# [Page text]
▬▬▬▬▬▬
You said it was easier to write fiction than nonfiction . . .

LM

Right.

WHC

That memoir was harder to write. I think your point was that you don’t have the freedom in memoir.

LM

Right. So that in the nonfiction there’s not that freedom and you’re pretty bound to what the facts are.

WHC

This is delicate and I don’t know how to express it—it may be related to personal aesthetics that we’ve talked about before—but it seems to me that writers go into memoir with a different attitude than writers who write fiction. I’ll say this in a confrontational way, I’m afraid, but the memoir writer assumes that his or her life is important to the reader, important enough for a reader to enjoy and be entertained—and it can be true but often it’s not—and I sense there’s more than a little arrogance behind that. The whole idea that this is how my life made me feel and I’m sure that I can describe for you the intensity of my feeling though my memoir writing. Now, in contrast, the fiction writer says, my main goal is to entertain my reader so they have an enjoyable experience . . . and maybe come away with something new. There’s a dedication to the reader’s response. A fiction writer says I’m willing to do anything with my imagination and my freedom to make that happen. In the memoir, you always have that background attitude that it’s my life and experience that’s import to you, as a writer, and you, the reader, are going to have to enjoy it.

That seems to be a huge difference between the attitudes of memorists and fiction writers. The reason it’s important to me is that what is often published as fiction now is really created as memoir. And that worries me as someone who loves the great fiction of the past.

LM

See, Bill, I think unfortunately what you say is sometimes true, but I would consider memoir that carries that tone of arrogance with it, that assumption that here is my story to tell and everyone will be interested in hearing it, I consider that an inferior form of memoir.

WHC

I see.

LM

Because to me . . . the impulse that brings me to fiction is the impulse that brings me to nonfiction. It’s to try to explore something, to try to understand something.

WHC

With the reader.

LM

Yes. Yes. When I tell my story of my father and the loss of his hands in a farming accident in a memoir From Our House, I don’t know when I start that story what I think about that whole experience. So I can’t make the assumption that the reader is interested in my father’s or my life experience, I can only make the assumption that I would like the reader to eaves drop with me as I discover and explore.

WHC

Good point. That’s really illuminating for me.

LM

So the same impulse carries me into a novel like The Bright Forever. What can I find out about a community’s experience of the disappearance of a nine-year-old girl? And what can I find out about the lonely life of a mathematics tutor in that town who may have some culpability in the matter.

WHC

I’d like to explore timeline with you. Is a timeline important, and, if so, what attitude should we carry about timeline when we write short stories or novels?

LM

It’s particularly important, at least to my way of thinking, in the short story, a form that relies so much on time compression. We could go back to Edgar Allan Poe and his belief that a story should be capable of being read at one sitting. We could talk about unity of effect and how a specific timeline contributes to the unity of a short story. The thing I’ve always noticed is that if the circumstances of a story have a particular time limitation applied to them—for example, if some problem has to be resolved within the day, or within the month, or within whatever the time period is, then the stakes go up immediately, because we understand these characters have only a limited amount of time to deal with this problem and to come to some sort of resolution of the problem. And I also think it’s important, just structurally for a story, that there be a timeline anchor, that no matter how far out we might spiral into the past or into the future, we’re always coming back to this baseline, which is a timeline. There is something happening in the dramatic present that requires our presence in the story. I think we’re money ahead if the writer keeps coming back to that . . . no matter if the writer is layering back story or flashing ahead into the future, or whatever.
▬▬▬▬▬▬
# [Record extracts]
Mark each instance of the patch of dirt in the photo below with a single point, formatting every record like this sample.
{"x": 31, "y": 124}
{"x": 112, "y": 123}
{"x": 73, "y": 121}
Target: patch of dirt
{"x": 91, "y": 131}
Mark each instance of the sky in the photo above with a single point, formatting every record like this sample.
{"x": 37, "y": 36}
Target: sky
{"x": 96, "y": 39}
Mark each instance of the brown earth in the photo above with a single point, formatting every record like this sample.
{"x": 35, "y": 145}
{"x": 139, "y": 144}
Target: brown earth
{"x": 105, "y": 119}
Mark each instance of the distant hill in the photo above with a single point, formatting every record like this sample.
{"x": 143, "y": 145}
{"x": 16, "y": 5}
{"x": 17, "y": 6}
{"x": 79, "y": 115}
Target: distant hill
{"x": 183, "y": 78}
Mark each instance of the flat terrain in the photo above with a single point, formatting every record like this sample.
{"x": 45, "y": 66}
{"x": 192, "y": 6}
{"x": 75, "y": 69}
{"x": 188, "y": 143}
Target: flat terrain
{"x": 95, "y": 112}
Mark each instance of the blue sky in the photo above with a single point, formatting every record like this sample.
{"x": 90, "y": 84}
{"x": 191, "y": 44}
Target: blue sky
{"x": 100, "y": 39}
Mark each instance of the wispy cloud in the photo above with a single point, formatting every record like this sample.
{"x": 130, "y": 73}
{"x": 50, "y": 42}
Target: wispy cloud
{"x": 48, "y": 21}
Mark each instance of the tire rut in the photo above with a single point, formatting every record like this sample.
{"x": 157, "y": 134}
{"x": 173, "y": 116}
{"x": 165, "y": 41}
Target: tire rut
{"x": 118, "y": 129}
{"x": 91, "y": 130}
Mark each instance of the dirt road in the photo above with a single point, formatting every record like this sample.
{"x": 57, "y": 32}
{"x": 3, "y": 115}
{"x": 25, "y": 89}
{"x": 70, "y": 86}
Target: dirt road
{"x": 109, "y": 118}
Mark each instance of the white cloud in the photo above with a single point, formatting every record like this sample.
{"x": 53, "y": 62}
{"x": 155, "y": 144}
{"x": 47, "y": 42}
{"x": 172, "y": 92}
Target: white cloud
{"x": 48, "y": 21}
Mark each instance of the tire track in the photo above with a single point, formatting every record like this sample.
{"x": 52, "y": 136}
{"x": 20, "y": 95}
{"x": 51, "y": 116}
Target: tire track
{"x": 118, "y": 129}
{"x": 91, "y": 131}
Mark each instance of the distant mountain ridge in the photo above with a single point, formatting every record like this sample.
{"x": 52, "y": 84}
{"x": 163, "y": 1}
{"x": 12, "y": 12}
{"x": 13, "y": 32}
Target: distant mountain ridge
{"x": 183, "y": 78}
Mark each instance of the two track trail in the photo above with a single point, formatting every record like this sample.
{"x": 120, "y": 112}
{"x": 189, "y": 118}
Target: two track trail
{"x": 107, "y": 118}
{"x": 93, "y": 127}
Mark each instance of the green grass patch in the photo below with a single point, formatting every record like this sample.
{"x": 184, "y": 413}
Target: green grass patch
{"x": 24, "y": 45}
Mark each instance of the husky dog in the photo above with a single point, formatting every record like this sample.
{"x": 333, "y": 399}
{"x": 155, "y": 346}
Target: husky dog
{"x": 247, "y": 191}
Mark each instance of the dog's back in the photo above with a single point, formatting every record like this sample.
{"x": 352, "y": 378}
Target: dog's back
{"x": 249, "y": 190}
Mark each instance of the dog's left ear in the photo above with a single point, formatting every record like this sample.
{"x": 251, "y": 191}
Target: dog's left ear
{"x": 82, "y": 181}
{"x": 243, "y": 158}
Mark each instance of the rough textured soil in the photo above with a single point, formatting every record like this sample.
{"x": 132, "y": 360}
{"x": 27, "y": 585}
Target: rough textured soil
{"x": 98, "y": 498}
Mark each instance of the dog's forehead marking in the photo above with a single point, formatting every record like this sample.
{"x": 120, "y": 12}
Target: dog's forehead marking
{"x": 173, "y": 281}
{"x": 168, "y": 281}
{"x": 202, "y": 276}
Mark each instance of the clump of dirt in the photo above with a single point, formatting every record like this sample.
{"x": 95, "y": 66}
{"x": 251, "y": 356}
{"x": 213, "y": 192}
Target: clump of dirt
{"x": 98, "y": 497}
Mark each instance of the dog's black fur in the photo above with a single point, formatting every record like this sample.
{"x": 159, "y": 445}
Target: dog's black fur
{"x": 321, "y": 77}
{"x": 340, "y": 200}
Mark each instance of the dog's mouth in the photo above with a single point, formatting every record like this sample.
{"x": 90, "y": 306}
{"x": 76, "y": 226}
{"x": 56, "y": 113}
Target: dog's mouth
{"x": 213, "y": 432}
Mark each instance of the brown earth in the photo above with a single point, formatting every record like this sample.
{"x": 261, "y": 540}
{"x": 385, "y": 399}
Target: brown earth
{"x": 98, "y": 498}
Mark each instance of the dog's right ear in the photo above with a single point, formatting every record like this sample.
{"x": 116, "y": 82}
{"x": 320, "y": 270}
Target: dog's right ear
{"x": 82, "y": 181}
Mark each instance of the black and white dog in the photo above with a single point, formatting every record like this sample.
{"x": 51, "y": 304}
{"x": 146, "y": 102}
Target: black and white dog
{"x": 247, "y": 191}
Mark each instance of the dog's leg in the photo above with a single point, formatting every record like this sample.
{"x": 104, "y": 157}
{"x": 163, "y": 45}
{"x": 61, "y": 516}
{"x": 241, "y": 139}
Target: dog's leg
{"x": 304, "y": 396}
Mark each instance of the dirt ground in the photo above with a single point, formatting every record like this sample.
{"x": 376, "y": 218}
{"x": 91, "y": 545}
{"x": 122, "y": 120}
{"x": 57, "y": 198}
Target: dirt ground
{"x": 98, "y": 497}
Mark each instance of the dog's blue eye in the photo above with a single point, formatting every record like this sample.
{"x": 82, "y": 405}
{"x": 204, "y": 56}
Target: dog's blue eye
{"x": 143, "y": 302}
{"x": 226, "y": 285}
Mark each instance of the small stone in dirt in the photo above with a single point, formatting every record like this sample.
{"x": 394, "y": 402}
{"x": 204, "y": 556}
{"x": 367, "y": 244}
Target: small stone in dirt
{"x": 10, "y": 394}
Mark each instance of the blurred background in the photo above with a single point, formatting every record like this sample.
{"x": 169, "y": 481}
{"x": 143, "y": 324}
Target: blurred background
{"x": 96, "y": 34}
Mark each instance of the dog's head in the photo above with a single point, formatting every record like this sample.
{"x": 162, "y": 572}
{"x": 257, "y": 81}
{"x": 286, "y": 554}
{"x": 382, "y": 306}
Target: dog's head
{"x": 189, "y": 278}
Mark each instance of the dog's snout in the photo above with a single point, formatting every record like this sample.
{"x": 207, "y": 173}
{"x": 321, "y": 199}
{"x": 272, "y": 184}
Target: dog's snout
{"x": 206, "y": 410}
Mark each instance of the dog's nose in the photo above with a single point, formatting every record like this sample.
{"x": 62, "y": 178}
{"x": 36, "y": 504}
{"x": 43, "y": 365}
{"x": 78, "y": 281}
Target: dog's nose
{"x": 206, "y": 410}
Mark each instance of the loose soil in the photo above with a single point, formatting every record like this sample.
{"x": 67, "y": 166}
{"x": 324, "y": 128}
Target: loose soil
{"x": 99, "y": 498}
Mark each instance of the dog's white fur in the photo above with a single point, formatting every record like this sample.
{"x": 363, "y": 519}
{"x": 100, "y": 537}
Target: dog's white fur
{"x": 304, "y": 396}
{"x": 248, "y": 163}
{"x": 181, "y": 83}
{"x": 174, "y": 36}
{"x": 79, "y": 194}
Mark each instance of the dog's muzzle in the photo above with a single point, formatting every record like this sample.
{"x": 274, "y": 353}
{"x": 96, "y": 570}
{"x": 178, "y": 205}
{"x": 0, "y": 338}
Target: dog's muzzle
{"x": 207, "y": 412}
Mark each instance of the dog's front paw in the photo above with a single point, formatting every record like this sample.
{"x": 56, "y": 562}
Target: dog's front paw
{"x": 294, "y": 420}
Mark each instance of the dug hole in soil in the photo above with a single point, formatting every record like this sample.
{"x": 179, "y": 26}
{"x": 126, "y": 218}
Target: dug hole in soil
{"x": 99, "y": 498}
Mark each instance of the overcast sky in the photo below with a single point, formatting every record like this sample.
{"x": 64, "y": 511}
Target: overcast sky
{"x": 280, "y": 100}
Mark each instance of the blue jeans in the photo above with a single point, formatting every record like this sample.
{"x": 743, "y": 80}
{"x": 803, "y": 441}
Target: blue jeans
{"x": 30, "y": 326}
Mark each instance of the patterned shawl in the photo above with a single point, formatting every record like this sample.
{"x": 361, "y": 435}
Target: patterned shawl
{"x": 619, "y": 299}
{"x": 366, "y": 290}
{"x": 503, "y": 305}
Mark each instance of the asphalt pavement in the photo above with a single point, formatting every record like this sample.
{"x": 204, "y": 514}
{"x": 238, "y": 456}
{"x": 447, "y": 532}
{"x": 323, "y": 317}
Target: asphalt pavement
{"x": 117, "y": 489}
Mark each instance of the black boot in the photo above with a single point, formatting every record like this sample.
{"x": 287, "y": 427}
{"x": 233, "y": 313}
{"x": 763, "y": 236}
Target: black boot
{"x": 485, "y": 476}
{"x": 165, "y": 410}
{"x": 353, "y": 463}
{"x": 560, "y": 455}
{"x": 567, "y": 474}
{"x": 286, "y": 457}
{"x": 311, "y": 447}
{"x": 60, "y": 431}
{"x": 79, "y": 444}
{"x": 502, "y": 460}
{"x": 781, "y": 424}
▬▬▬▬▬▬
# [Given instruction]
From the interview on fiction and memoir, repeat word for word the passage starting with "Because to me" and going on through "to understand something.".

# [Reply]
Because to me . . . the impulse that brings me to fiction is the impulse that brings me to nonfiction. It’s to try to explore something, to try to understand something.